__What needs to be done__:
State how many lines of the listing below contain the word "shutter", and give only that number.

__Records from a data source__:

-*-

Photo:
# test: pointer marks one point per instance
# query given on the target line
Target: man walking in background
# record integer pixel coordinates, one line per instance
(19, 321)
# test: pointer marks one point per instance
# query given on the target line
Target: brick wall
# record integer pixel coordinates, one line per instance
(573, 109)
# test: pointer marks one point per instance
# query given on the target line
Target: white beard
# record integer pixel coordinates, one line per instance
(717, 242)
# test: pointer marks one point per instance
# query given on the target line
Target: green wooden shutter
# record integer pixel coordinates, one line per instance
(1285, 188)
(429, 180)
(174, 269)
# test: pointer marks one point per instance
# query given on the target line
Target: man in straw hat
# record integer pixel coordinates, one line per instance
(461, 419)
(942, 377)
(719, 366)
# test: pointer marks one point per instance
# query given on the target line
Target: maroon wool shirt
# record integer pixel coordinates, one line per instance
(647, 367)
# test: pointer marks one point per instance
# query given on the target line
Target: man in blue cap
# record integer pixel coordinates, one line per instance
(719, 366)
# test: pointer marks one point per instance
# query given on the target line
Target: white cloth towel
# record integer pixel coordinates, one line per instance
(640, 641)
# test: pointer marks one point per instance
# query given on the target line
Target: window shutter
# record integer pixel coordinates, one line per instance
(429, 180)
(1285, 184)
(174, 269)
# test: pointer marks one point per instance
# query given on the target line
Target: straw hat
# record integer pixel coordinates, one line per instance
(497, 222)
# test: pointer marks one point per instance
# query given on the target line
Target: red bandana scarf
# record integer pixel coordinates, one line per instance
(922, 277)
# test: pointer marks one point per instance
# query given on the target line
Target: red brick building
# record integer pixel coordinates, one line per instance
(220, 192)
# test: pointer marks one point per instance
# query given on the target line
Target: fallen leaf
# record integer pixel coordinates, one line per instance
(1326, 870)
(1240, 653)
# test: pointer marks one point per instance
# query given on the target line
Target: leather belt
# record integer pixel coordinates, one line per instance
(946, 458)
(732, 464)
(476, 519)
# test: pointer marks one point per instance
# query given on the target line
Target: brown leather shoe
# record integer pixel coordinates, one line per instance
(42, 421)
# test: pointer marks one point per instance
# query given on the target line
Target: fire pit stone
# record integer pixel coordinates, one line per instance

-*-

__Written answer__:
2